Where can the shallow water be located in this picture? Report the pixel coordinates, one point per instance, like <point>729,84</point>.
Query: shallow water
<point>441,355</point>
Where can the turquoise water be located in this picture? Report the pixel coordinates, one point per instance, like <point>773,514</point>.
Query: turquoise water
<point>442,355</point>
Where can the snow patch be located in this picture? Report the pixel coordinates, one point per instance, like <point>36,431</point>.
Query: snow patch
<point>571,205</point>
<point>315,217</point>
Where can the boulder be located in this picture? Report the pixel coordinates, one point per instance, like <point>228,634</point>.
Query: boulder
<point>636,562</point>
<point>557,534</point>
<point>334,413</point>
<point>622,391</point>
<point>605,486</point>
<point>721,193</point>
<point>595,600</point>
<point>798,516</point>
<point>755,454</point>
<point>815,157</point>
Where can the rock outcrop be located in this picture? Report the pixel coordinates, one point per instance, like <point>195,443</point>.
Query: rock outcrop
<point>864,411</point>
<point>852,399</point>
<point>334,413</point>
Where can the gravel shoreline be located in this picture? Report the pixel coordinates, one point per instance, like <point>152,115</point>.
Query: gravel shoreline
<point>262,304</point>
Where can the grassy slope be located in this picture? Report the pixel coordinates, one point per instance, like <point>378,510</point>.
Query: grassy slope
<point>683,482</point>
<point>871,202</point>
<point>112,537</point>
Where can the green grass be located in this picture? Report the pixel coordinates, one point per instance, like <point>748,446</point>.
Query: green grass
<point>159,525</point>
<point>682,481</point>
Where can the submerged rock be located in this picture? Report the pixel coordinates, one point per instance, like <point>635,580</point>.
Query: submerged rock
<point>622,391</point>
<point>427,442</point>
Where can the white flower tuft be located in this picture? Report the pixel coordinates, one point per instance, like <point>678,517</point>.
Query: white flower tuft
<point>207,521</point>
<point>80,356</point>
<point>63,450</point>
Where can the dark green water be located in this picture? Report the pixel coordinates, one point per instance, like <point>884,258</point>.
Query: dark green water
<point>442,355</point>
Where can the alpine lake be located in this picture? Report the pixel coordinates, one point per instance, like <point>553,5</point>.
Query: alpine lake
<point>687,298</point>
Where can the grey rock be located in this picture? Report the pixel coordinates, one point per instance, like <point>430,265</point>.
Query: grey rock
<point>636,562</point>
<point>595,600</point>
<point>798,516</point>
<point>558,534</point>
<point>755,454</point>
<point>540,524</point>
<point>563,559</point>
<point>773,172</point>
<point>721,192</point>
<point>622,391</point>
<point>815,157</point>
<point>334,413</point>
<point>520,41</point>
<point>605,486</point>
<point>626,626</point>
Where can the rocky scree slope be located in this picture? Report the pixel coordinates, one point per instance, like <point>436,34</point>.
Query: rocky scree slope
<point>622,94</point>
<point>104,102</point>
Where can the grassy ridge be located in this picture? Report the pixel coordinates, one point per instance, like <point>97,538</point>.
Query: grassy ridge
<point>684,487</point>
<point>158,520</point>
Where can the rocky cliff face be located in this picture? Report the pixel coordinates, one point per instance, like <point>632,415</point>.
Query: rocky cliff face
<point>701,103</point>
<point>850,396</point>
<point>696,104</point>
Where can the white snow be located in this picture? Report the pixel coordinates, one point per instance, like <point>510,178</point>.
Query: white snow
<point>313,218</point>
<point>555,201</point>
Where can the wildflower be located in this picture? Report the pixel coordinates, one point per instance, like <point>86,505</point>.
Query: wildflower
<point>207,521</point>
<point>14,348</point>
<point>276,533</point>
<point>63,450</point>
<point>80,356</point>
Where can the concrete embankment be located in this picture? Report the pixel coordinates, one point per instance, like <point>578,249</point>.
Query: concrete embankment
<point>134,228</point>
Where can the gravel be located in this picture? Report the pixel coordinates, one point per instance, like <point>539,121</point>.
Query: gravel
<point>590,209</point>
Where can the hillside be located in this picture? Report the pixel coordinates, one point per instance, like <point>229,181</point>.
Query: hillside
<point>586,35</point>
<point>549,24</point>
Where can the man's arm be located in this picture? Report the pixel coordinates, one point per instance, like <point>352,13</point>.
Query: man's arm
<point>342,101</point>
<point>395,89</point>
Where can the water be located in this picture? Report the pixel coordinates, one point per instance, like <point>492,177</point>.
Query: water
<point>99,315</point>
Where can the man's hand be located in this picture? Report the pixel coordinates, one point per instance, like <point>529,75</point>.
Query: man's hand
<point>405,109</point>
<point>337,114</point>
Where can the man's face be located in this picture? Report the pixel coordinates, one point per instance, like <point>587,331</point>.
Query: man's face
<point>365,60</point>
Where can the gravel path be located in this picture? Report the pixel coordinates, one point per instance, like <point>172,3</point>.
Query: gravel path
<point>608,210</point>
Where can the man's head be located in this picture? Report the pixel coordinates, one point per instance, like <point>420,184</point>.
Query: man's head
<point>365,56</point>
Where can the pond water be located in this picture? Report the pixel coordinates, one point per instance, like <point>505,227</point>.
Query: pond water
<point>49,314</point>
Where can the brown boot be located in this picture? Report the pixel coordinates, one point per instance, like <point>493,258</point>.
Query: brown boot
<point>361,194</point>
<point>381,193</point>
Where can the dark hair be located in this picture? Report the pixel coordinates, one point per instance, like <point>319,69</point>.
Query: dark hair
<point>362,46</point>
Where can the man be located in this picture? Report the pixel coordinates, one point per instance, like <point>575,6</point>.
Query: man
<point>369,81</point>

++++++++

REQUIRED WORK >> Render every line of the entries above as a Markdown table with the columns Row and Line, numbering each row and leaving out blank lines.

FULL SOLUTION >>
| Row | Line |
|---|---|
| 1 | Where can the shallow water be located in this picture? Report the pixel coordinates, one point per instance, like <point>729,84</point>. |
| 2 | Query: shallow water |
| 3 | <point>441,355</point> |
| 4 | Where can the turquoise water be located in this picture? Report the pixel coordinates, one point per instance, like <point>773,514</point>. |
| 5 | Query: turquoise water |
| 6 | <point>442,355</point> |
| 7 | Where can the snow patch be located in this picture? Report the pixel coordinates, one point per instance, like <point>36,431</point>. |
| 8 | Query: snow patch |
| 9 | <point>571,205</point> |
| 10 | <point>315,217</point> |
| 11 | Where can the boulder be located in this picture? Report the pixel coordinates, one point per instance, like <point>228,634</point>. |
| 12 | Query: boulder |
| 13 | <point>636,562</point> |
| 14 | <point>557,534</point> |
| 15 | <point>334,413</point> |
| 16 | <point>622,391</point> |
| 17 | <point>605,486</point> |
| 18 | <point>721,193</point> |
| 19 | <point>595,600</point> |
| 20 | <point>798,516</point> |
| 21 | <point>755,454</point> |
| 22 | <point>815,157</point> |
| 23 | Where can the rock outcrop be located in this picture? Report the pixel coordinates, one point per instance, like <point>195,443</point>. |
| 24 | Query: rock outcrop |
| 25 | <point>864,411</point> |
| 26 | <point>852,399</point> |
| 27 | <point>334,413</point> |
| 28 | Where can the gravel shoreline be located in this picture? Report the pixel coordinates, one point per instance, like <point>152,115</point>. |
| 29 | Query: gravel shoreline |
| 30 | <point>262,304</point> |
| 31 | Where can the grassy slope be located in this picture? Report the pixel coordinates, one point per instance, like <point>378,510</point>. |
| 32 | Query: grassy slope |
| 33 | <point>683,482</point> |
| 34 | <point>871,202</point> |
| 35 | <point>112,537</point> |
| 36 | Where can the green grass be located in this picture? Report the pixel coordinates, one point per instance, like <point>748,446</point>. |
| 37 | Query: green grass |
| 38 | <point>159,525</point> |
| 39 | <point>682,481</point> |
| 40 | Where can the submerged rock be located in this picture? Report the pixel coordinates, one point per instance, like <point>635,580</point>. |
| 41 | Query: submerged rock |
| 42 | <point>622,391</point> |
| 43 | <point>427,442</point> |
| 44 | Where can the white flower tuft be located in this picture? Report the pixel coordinates, one point per instance, like <point>678,517</point>. |
| 45 | Query: white flower tuft |
| 46 | <point>207,521</point> |
| 47 | <point>80,356</point> |
| 48 | <point>63,450</point> |
| 49 | Where can the dark green water be located in this picture? Report the pixel coordinates, one point per instance, like <point>884,258</point>. |
| 50 | Query: dark green water |
| 51 | <point>442,355</point> |
| 52 | Where can the alpine lake be located in this picture? Report the pixel coordinates, one point per instance, like <point>553,5</point>. |
| 53 | Query: alpine lake |
| 54 | <point>687,298</point> |
| 55 | Where can the grey rock be located in this picture? Report the pixel coordinates, one point per instance, like <point>430,265</point>. |
| 56 | Query: grey rock |
| 57 | <point>636,562</point> |
| 58 | <point>595,600</point> |
| 59 | <point>798,516</point> |
| 60 | <point>558,534</point> |
| 61 | <point>755,454</point> |
| 62 | <point>540,524</point> |
| 63 | <point>563,559</point> |
| 64 | <point>773,172</point> |
| 65 | <point>721,192</point> |
| 66 | <point>622,391</point> |
| 67 | <point>815,157</point> |
| 68 | <point>334,413</point> |
| 69 | <point>520,41</point> |
| 70 | <point>605,486</point> |
| 71 | <point>626,626</point> |
| 72 | Where can the rocky scree slope be located in this picture? Report the pixel coordinates, one point per instance, like <point>436,34</point>. |
| 73 | Query: rocky scree slope |
| 74 | <point>622,94</point> |
| 75 | <point>104,102</point> |
| 76 | Where can the grassy ridge be located in this picture? Report the pixel coordinates, one point per instance, like <point>97,538</point>. |
| 77 | Query: grassy ridge |
| 78 | <point>684,487</point> |
| 79 | <point>158,520</point> |
| 80 | Where can the rocky cliff face be located in this picture? Report the pixel coordinates, one point per instance, like <point>632,415</point>. |
| 81 | Query: rocky cliff face |
| 82 | <point>701,103</point> |
| 83 | <point>850,396</point> |
| 84 | <point>696,104</point> |
| 85 | Where can the white snow be located in this picture? Report the pixel coordinates, one point per instance, like <point>510,178</point>. |
| 86 | Query: white snow |
| 87 | <point>313,218</point> |
| 88 | <point>555,201</point> |
| 89 | Where can the wildflower be located in this picture? Report the pixel coordinates, one point per instance, like <point>86,505</point>. |
| 90 | Query: wildflower |
| 91 | <point>207,521</point> |
| 92 | <point>14,348</point> |
| 93 | <point>276,533</point> |
| 94 | <point>63,450</point> |
| 95 | <point>80,356</point> |
| 96 | Where can the concrete embankment be located in this picture? Report the pixel coordinates, one point per instance, like <point>578,249</point>. |
| 97 | Query: concrete embankment |
| 98 | <point>134,228</point> |
| 99 | Where can the gravel be located in this picture? Report the pixel coordinates, one point per instance, like <point>539,121</point>. |
| 100 | Query: gravel |
| 101 | <point>590,209</point> |
| 102 | Where can the hillside be located in this picture? Report the pixel coordinates, one point per instance, like <point>229,181</point>. |
| 103 | Query: hillside |
| 104 | <point>586,35</point> |
| 105 | <point>549,24</point> |
| 106 | Where can the man's arm be located in this picture? Report the pixel coordinates, one point per instance, like <point>352,13</point>. |
| 107 | Query: man's arm |
| 108 | <point>342,101</point> |
| 109 | <point>395,89</point> |
| 110 | Where can the water be located in this picture? Report the pixel coordinates, one point per instance, like <point>492,177</point>. |
| 111 | Query: water |
| 112 | <point>99,315</point> |
| 113 | Where can the man's hand be located in this picture? Report the pixel coordinates, one point per instance, like <point>529,75</point>. |
| 114 | Query: man's hand |
| 115 | <point>405,109</point> |
| 116 | <point>337,114</point> |
| 117 | Where can the man's face be located in this picture? Report the pixel coordinates, one point per instance, like <point>587,331</point>. |
| 118 | Query: man's face |
| 119 | <point>365,60</point> |
| 120 | Where can the gravel path be located in this picture? Report the pixel coordinates, one point per instance, like <point>172,3</point>. |
| 121 | Query: gravel path |
| 122 | <point>608,210</point> |
| 123 | Where can the man's head be located in this picture? Report the pixel coordinates, one point per instance, like <point>420,184</point>. |
| 124 | Query: man's head |
| 125 | <point>365,56</point> |
| 126 | Where can the pond water be located in this picture? Report the pixel coordinates, one point per instance, like <point>505,227</point>. |
| 127 | Query: pond water |
| 128 | <point>49,314</point> |
| 129 | Where can the brown boot be located in this picture? Report the pixel coordinates, one point per instance, like <point>493,258</point>. |
| 130 | Query: brown boot |
| 131 | <point>361,194</point> |
| 132 | <point>381,193</point> |
| 133 | Where can the dark hair be located in this picture? Report the pixel coordinates, one point per instance, like <point>319,69</point>. |
| 134 | Query: dark hair |
| 135 | <point>362,46</point> |
| 136 | Where can the man be located in this picture? Report the pixel coordinates, one point per instance, like <point>575,6</point>. |
| 137 | Query: man |
| 138 | <point>369,81</point> |